▸ **Prompt**:
Recast every line of the listing below as a numbered list, skipping blank lines. Leave the pictures out.

[Data entries]
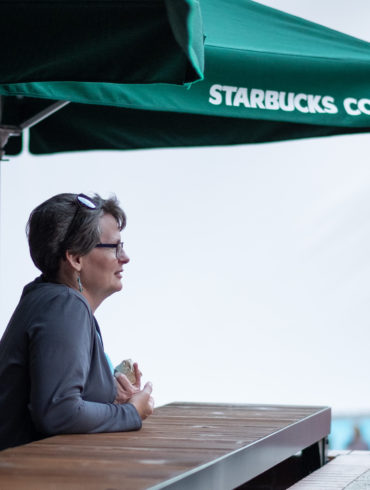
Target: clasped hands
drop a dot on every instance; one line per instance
(132, 393)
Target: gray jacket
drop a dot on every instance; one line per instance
(54, 376)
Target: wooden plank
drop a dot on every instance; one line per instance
(349, 470)
(181, 446)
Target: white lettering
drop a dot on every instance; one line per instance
(215, 97)
(290, 105)
(329, 105)
(313, 103)
(256, 98)
(362, 103)
(297, 102)
(241, 97)
(348, 103)
(272, 100)
(229, 91)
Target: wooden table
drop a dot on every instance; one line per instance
(182, 446)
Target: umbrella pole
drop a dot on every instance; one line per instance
(7, 131)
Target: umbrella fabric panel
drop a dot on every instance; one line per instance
(260, 64)
(140, 41)
(79, 129)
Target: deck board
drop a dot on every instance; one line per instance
(181, 446)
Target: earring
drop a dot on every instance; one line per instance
(80, 288)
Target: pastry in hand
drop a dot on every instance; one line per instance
(126, 367)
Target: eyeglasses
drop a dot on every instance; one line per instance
(118, 246)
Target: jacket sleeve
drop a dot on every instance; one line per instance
(60, 346)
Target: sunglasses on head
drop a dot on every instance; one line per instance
(84, 201)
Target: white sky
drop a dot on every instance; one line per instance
(249, 273)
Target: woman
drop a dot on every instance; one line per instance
(54, 375)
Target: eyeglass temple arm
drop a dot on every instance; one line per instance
(7, 131)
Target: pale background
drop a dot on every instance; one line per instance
(249, 278)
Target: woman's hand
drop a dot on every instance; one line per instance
(125, 389)
(143, 401)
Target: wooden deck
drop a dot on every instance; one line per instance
(346, 469)
(182, 446)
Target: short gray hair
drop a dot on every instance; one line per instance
(50, 233)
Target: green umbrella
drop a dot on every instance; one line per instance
(95, 41)
(268, 76)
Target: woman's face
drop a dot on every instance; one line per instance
(101, 271)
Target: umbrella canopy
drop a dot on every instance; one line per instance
(125, 41)
(268, 76)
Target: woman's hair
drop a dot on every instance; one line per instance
(62, 223)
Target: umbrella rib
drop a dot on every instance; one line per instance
(6, 131)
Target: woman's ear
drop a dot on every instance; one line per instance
(74, 261)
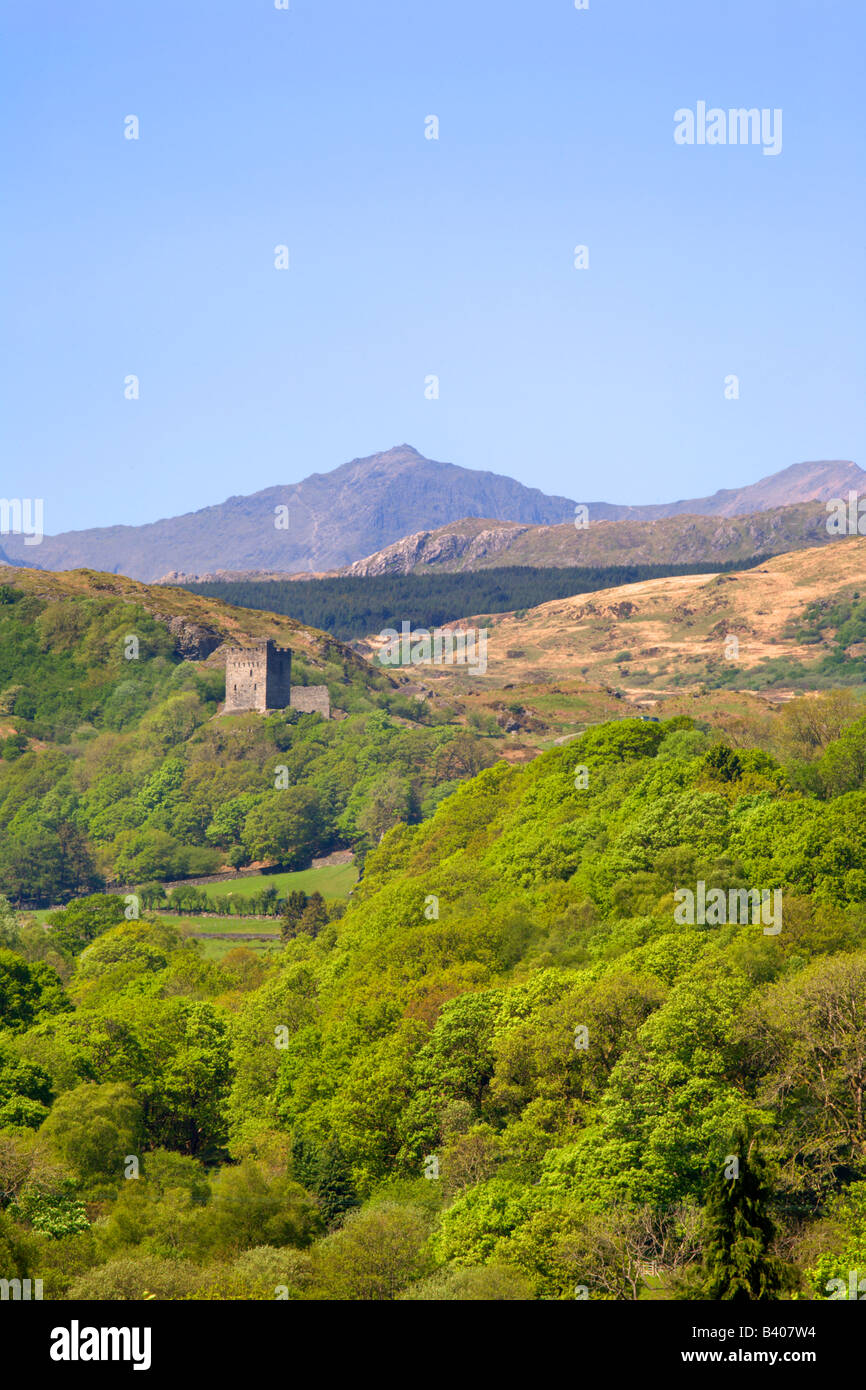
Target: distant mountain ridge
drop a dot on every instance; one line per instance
(359, 509)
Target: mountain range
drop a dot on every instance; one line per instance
(332, 520)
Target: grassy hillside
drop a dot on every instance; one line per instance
(508, 1069)
(797, 622)
(679, 540)
(116, 766)
(355, 608)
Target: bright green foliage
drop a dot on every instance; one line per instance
(738, 1230)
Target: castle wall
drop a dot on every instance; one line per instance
(278, 677)
(312, 699)
(257, 677)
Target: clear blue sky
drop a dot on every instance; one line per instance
(413, 257)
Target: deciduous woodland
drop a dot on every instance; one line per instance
(501, 1069)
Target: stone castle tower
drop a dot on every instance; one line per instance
(259, 677)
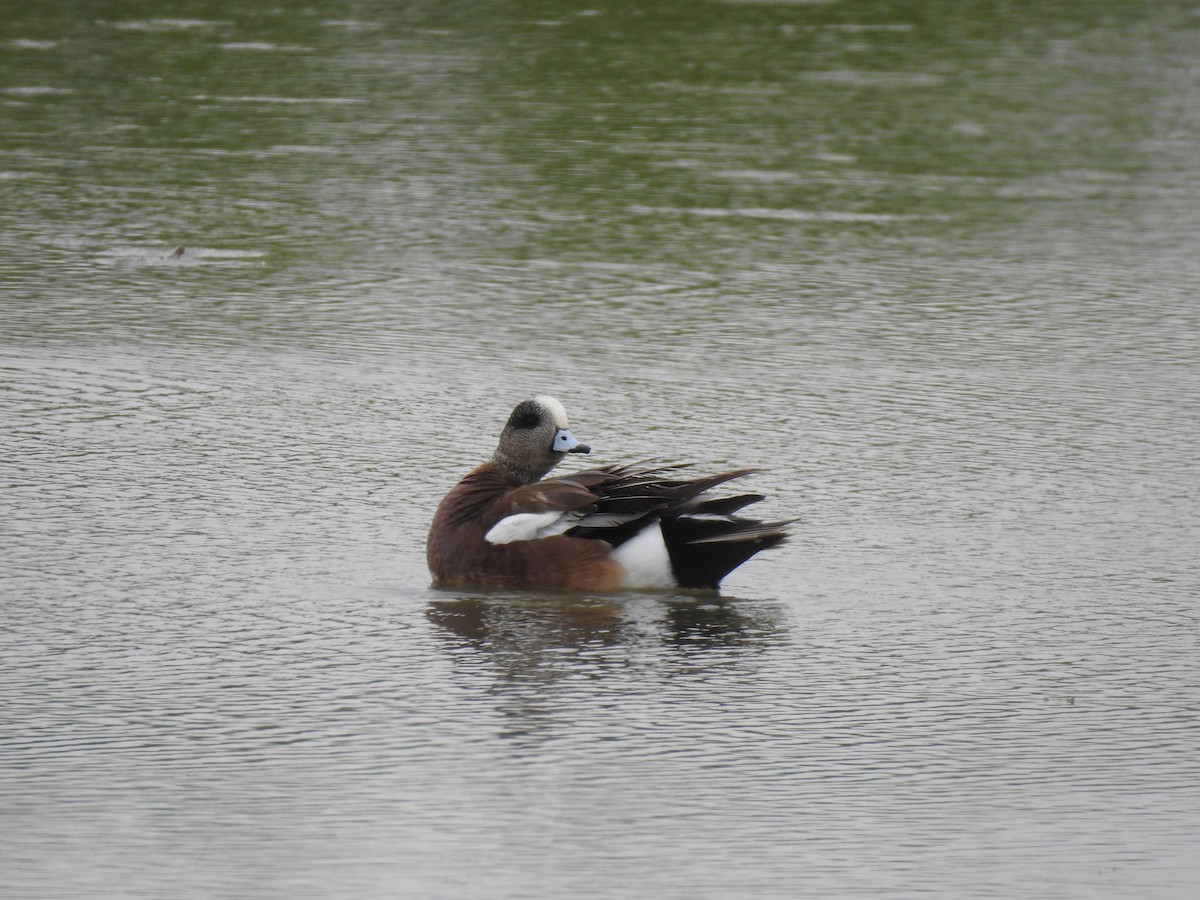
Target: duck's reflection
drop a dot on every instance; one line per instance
(549, 661)
(528, 627)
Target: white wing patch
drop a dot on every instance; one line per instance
(529, 527)
(646, 561)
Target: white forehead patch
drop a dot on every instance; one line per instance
(555, 408)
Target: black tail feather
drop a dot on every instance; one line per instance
(703, 551)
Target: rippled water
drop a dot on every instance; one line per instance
(271, 281)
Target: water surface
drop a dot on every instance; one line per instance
(273, 280)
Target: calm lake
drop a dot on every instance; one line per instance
(271, 279)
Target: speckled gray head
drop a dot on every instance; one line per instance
(535, 439)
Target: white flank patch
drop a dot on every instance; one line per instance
(646, 561)
(556, 409)
(528, 527)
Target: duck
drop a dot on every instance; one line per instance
(619, 527)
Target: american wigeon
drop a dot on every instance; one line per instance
(601, 529)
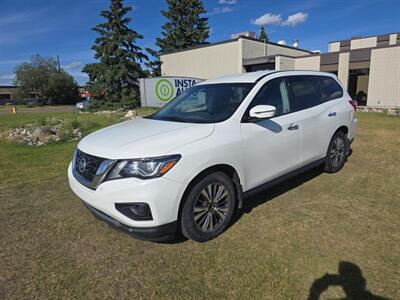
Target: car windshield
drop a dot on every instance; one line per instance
(205, 103)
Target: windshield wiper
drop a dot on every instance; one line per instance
(174, 119)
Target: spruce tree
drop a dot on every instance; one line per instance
(186, 27)
(263, 35)
(113, 80)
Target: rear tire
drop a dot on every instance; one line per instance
(337, 153)
(208, 208)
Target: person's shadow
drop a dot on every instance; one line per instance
(351, 280)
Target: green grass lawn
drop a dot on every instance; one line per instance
(283, 241)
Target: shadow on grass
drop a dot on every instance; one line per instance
(275, 191)
(349, 278)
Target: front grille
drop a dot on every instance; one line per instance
(86, 165)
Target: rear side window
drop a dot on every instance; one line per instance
(304, 92)
(330, 88)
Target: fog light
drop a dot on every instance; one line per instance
(135, 211)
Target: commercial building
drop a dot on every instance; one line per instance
(369, 67)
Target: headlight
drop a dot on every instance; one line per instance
(144, 168)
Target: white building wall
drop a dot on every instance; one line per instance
(384, 77)
(204, 62)
(343, 68)
(392, 39)
(311, 63)
(334, 47)
(363, 43)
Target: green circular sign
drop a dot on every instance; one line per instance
(164, 90)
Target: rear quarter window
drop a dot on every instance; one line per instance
(330, 88)
(304, 92)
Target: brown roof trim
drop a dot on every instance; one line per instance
(235, 40)
(363, 37)
(8, 87)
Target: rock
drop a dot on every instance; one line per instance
(131, 114)
(39, 135)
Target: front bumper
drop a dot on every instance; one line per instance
(158, 233)
(161, 194)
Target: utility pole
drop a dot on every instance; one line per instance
(58, 63)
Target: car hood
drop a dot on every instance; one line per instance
(142, 138)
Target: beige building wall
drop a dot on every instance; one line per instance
(252, 49)
(343, 70)
(392, 39)
(362, 83)
(363, 43)
(204, 62)
(311, 63)
(284, 63)
(276, 50)
(334, 47)
(384, 77)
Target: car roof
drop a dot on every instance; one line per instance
(252, 77)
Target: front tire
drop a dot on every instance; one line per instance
(337, 153)
(208, 207)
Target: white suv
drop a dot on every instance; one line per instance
(190, 165)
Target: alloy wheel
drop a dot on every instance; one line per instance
(211, 207)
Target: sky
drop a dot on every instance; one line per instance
(63, 27)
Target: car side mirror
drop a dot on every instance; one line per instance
(262, 111)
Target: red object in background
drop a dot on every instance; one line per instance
(86, 94)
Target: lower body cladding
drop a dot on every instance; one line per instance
(146, 209)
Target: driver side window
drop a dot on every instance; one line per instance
(274, 93)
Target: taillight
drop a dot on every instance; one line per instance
(354, 104)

▸ **Correct output**:
1. Target: clasped hands
2. drop a dot on every instance; one line per instance
3. (132, 393)
4. Target: gray jacket
5. drop a dot on every instance; one line per instance
6. (54, 376)
7. Target: wooden plank
8. drop a dot on every instance; one line per instance
9. (349, 470)
10. (181, 446)
11. Target: white lettering
12. drop a dot on every instance; one line per instance
13. (215, 97)
14. (290, 105)
15. (329, 105)
16. (313, 103)
17. (256, 98)
18. (362, 103)
19. (297, 102)
20. (241, 97)
21. (348, 103)
22. (272, 100)
23. (229, 91)
24. Target: wooden table
25. drop a dot on every instance; one line per instance
26. (182, 446)
27. Target: umbrella pole
28. drop a dot on every instance; one line per instance
29. (7, 131)
30. Target: umbrella fabric panel
31. drop a dot on every instance; one line per instance
32. (260, 64)
33. (140, 41)
34. (79, 129)
35. Target: deck board
36. drop a dot on every instance; one line per instance
37. (181, 446)
38. Target: earring
39. drop a dot on every instance; one line per instance
40. (80, 288)
41. Target: pastry in hand
42. drop a dot on every instance; one line per instance
43. (126, 367)
44. Target: eyeglasses
45. drop a dot on every instance; one line per instance
46. (118, 246)
47. Target: jacket sleeve
48. drop a dot on every instance; one line per instance
49. (60, 346)
50. Target: sunglasses on head
51. drop a dot on every instance; one line per instance
52. (84, 201)
53. Target: white sky
54. drop a dot on every instance; one line per instance
55. (249, 273)
56. Target: woman
57. drop a dot on every instance; one line per instance
58. (54, 375)
59. Target: eyeglass temple arm
60. drop a dot on every instance; one line per instance
61. (7, 131)
62. Target: pale background
63. drop a dot on every instance; one line per instance
64. (249, 278)
65. Target: woman's hand
66. drop a dot on every instance; one line per instance
67. (125, 389)
68. (143, 401)
69. Target: wooden deck
70. drop a dot on every instance; one line per instance
71. (346, 469)
72. (182, 446)
73. Target: short gray hair
74. drop a dot on every instance; one line per instance
75. (50, 233)
76. Target: green umbrella
77. drop a dot on every instance; one line per instance
78. (95, 41)
79. (268, 76)
80. Target: woman's face
81. drop a dot on every instance; one line per instance
82. (101, 271)
83. Target: umbrella canopy
84. drop a dot on every instance; one line per instance
85. (125, 41)
86. (268, 76)
87. Target: woman's hair
88. drop a dot on every instance; one line per instance
89. (62, 223)
90. Target: umbrella rib
91. drop a dot on every instance; one line per instance
92. (6, 131)
93. Target: woman's ear
94. drop a dot on every instance; one line per instance
95. (74, 261)
96. Target: distant mountain ridge
97. drop a dot on every instance; one line per instance
98. (359, 509)
99. Target: mountain range
100. drop a dot on every instance; one line per instance
101. (332, 520)
102. Target: grassy hillside
103. drop a dot on every instance; one line per instance
104. (508, 1069)
105. (797, 622)
106. (679, 540)
107. (116, 766)
108. (355, 608)
109. Target: bright green foliage
110. drop a dot on every instance; one line per instance
111. (738, 1230)
112. Target: castle wall
113. drop a dot on every instance; one line per instance
114. (278, 677)
115. (312, 699)
116. (257, 677)
117. Target: clear blue sky
118. drop a dot on every instance; one line per instance
119. (413, 257)
120. Target: deciduous woodland
121. drop a dot on every instance; one line per instance
122. (501, 1069)
123. Target: stone castle tower
124. drop a dot on every instance; one line per instance
125. (259, 677)
126. Target: duck's reflection
127. drop a dot on every instance; one line per instance
128. (549, 661)
129. (528, 627)
130. Target: white wing patch
131. drop a dot on every instance; one line per instance
132. (529, 527)
133. (646, 561)
134. Target: white forehead patch
135. drop a dot on every instance; one line per instance
136. (555, 408)
137. Target: black tail feather
138. drop a dot on every instance; one line per instance
139. (703, 551)
140. Target: rippled water
141. drop a dot on every instance; one line per instance
142. (271, 281)
143. Target: water surface
144. drop a dot on every instance; one line per instance
145. (273, 280)
146. Target: calm lake
147. drop a dot on every instance; one line per instance
148. (271, 279)
149. Target: speckled gray head
150. drop a dot on every instance; one line per instance
151. (535, 439)
152. Target: white flank patch
153. drop a dot on every instance; one line per instance
154. (646, 561)
155. (556, 409)
156. (528, 527)
157. Target: duck
158. drop a dot on every instance; one line per instance
159. (619, 527)
160. Target: american wigeon
161. drop a dot on every instance; one line per instance
162. (601, 529)
163. Target: car windshield
164. drop a dot on every instance; one line per instance
165. (205, 103)
166. Target: windshield wiper
167. drop a dot on every instance; one line per instance
168. (174, 119)
169. Target: spruce tree
170. drop a dot on every instance; one line per instance
171. (186, 27)
172. (263, 35)
173. (113, 80)
174. Target: rear tire
175. drop a dot on every instance; one line per instance
176. (337, 153)
177. (208, 208)
178. Target: person's shadow
179. drop a dot on every instance; one line per instance
180. (351, 280)
181. Target: green grass lawn
182. drop a dot on every instance; one line per instance
183. (283, 241)
184. Target: shadow on grass
185. drop a dot on every instance; one line per instance
186. (275, 191)
187. (349, 278)
188. Target: front grille
189. drop a dot on every instance; one line per instance
190. (86, 165)
191. Target: rear side window
192. drop a dot on every instance; one line per instance
193. (304, 92)
194. (330, 88)
195. Target: fog light
196. drop a dot on every instance; one line per instance
197. (135, 211)
198. Target: commercial building
199. drop a dot on every instance; one line per instance
200. (369, 67)
201. Target: headlight
202. drop a dot on every instance; one line per instance
203. (144, 168)
204. Target: white building wall
205. drop a dot on every instance; one line per instance
206. (384, 77)
207. (204, 62)
208. (343, 68)
209. (392, 39)
210. (311, 63)
211. (334, 47)
212. (363, 43)
213. Target: green circular sign
214. drop a dot on every instance; one line per instance
215. (164, 90)
216. Target: rear quarter window
217. drop a dot on every instance; one line per instance
218. (330, 88)
219. (304, 92)
220. Target: brown roof trim
221. drop a dot on every instance; one line per instance
222. (235, 40)
223. (363, 37)
224. (8, 87)
225. Target: rock
226. drop a dot on every instance; one line per instance
227. (131, 114)
228. (39, 135)
229. Target: front bumper
230. drop a dot on every instance; one line per instance
231. (158, 233)
232. (161, 194)
233. Target: utility pole
234. drop a dot on every instance; one line per instance
235. (58, 63)
236. Target: car hood
237. drop a dot on every instance; one line per instance
238. (142, 138)
239. Target: beige building wall
240. drop a dot on every instance; one line per instance
241. (252, 49)
242. (343, 70)
243. (392, 39)
244. (362, 83)
245. (363, 43)
246. (204, 62)
247. (311, 63)
248. (284, 63)
249. (276, 50)
250. (334, 47)
251. (384, 77)
252. Target: car roof
253. drop a dot on every instance; one line per instance
254. (252, 77)
255. Target: front tire
256. drop a dot on every instance; one line per instance
257. (337, 153)
258. (208, 207)
259. Target: white suv
260. drop a dot on every instance; one line per instance
261. (190, 165)
262. Target: alloy wheel
263. drop a dot on every instance; one line per instance
264. (211, 207)
265. Target: sky
266. drop a dot on every instance; one line per instance
267. (63, 27)
268. Target: car side mirror
269. drop a dot on every instance; one line per instance
270. (262, 111)
271. Target: red object in background
272. drop a dot on every instance; one line per instance
273. (86, 94)
274. Target: lower body cladding
275. drop a dot on every instance; one line per instance
276. (146, 209)
277. Target: driver side window
278. drop a dot on every instance; one line per instance
279. (274, 93)
280. Target: taillight
281. drop a dot on every instance; one line per instance
282. (354, 104)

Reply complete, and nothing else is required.